YOUR OBJECTIVE
List every rule range that appears in the Rule column of the table in the code review checklist.

SOURCE EXTRACT
Work through these categories in order. Each section lists what to look for and common fixes.

1. MVT Architecture Compliance

These are non-negotiable. Violations produce incorrect code.

Rule	What to check	Common violation
M1-M5	Models own all domain state; advance via update(deltaMs) only; no view/ticker references; domain-level coordinates; parent delegates to children	Model importing a view type; model using Date.now(); model storing pixel coordinates
V1-V9	Views are stateless; refresh() is idempotent, side-effect-free; bindings re-read every frame; presentation state only when purely cosmetic	View caching a binding value at construction; refresh() mutating model state; domain logic in a view
T1-T4	Ticker sequence is update-refresh-render; deltaMs is capped; no domain logic in ticker	Ticker performing collision checks
B1-B4	Bindings use get*/on*; leaf views use bindings; on* bindings are optional; wired at construction site	View reaching into model internals instead of using bindings
H1-H4	No per-tick allocations; index-based loops; change detection for expensive infrequent updates	array.map() in refresh(); template-string keys in update()

Reference: Architecture Rules

2. Software Engineering Principles

These principles apply broadly and keep the codebase maintainable.

Isolation and clear interfaces

Every part of the system should be understandable, testable, and replaceable with minimal knowledge of its surroundings. Practically:

• Directory modules with isolated parts in separate files, connected through typed interfaces and barrel files.
• File length under a few hundred lines. A file growing past ~300 lines is a signal to look for natural split points.
• Narrow public contracts - interfaces should specify only what is required, not expose the full implementation surface. Narrow contracts maximise flexibility for non-breaking future changes and minimise the chance of consumers depending on implementation details (Hyrum's Law).
• JSDoc on public interfaces for any requirements, promises, or protocols that types alone cannot capture.

When reviewing, ask: Could someone understand this module by reading only its public interface, without looking at anything else?

Common finding: A module exposes internal helpers or types that callers don't need. Fix: move them below the exports or into a private helper file; tighten the barrel re-exports.

Single responsibility (pragmatic, not dogmatic)

Each function, file, or module should "do one thing" - but avoid the extremes:

• Too coarse: A very long function performing many steps with all details inline. Hard to read, test, or modify in isolation.
• Too fine: Many tiny functions requiring the reader to jump between files to understand a single flow. The indirection cost exceeds the abstraction benefit.

The happy medium: each function body either orchestrates an entire flow (calling named steps) or performs all the details of a single step. Not both at the same time.

Common finding: A factory function mixes orchestration with low-level detail. Fix: extract the detail into a named helper; keep the factory body as a readable sequence of steps.

Explicit dependencies, minimal side effects

Functions should operate on their declared inputs and return their result. Prefer pure computations. Flag these during review:

• Functions that read or modify external state not passed as arguments.
• Methods that implicitly share instance state (a reason this project prefers factory functions over classes).

(A block of data)

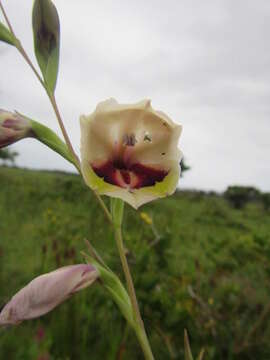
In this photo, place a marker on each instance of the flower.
(47, 291)
(130, 152)
(13, 127)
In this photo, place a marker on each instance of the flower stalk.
(53, 102)
(117, 215)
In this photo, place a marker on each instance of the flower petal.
(130, 151)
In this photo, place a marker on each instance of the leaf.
(5, 35)
(46, 32)
(116, 289)
(49, 138)
(188, 354)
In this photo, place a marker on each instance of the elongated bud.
(13, 127)
(46, 31)
(47, 291)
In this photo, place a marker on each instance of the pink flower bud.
(13, 127)
(47, 291)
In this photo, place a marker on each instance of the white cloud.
(204, 63)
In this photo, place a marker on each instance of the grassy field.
(208, 270)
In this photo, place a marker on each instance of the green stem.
(117, 212)
(55, 108)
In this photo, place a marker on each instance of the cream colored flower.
(130, 152)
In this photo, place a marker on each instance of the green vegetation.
(202, 265)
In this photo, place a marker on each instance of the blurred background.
(200, 258)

COMPLETED TASK
M1-M5, V1-V9, T1-T4, B1-B4, H1-H4